**Exercise brief:** Rewrite the paragraph that begins "Whatever the writer wants" from the excerpt on wrestling's Grand Slam Champion below so that it is shorter, and keep its main facts.

**Excerpted passage:**
-=-=-

Whatever the writer wants is the answer making the stat frankly
inflated. A great example is the concept of the Grand Slam Champion.
Sounds great. Grand Slam is an amazing thing to get in baseball but
wrestling it means winning four titles. Not just any four title um
just specific ones. Whichever ones that is changes every 6 months
since titles get thrown away or just lose their prestige I guess. In
baseball, a grandslam does not change so at least the prestige is
kept.

-=-=-

**Dataset content:**

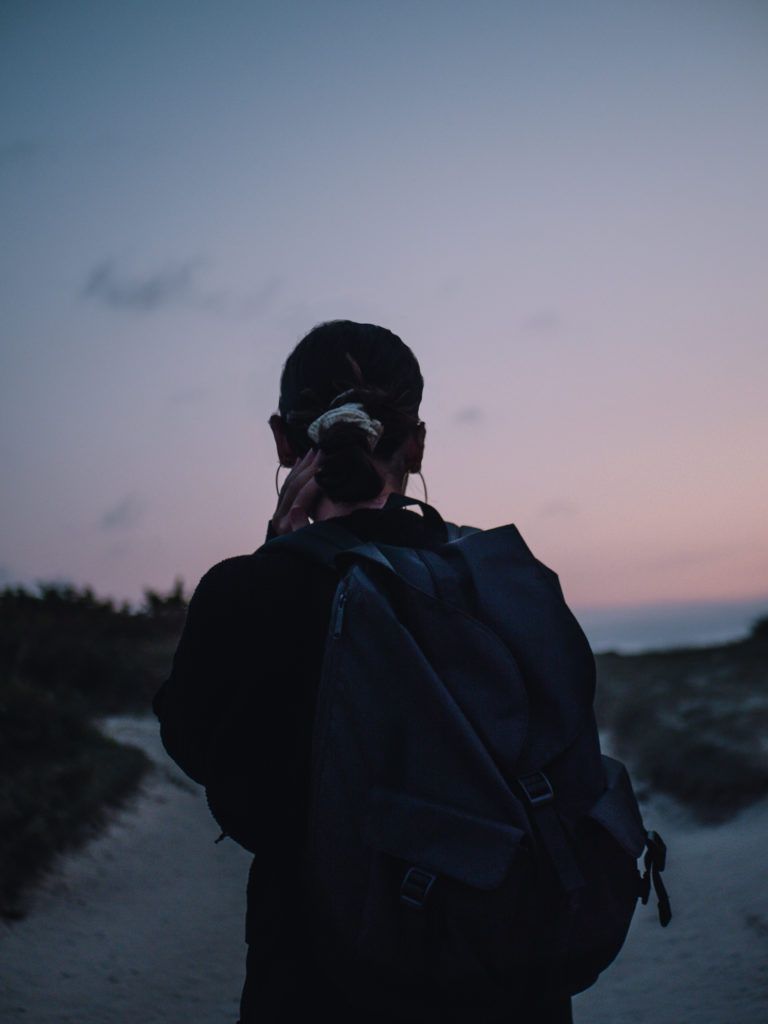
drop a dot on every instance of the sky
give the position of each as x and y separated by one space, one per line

-=-=-

**Output for this exercise:** Stats can be frankly inflated to say whatever the writer wants, as the Grand Slam Champion concept shows. A grand slam is an amazing feat in baseball, but in wrestling it means winning four specific titles. Which titles count changes every six months, because titles get thrown away or lose their prestige. A baseball grand slam does not change, so it keeps its prestige.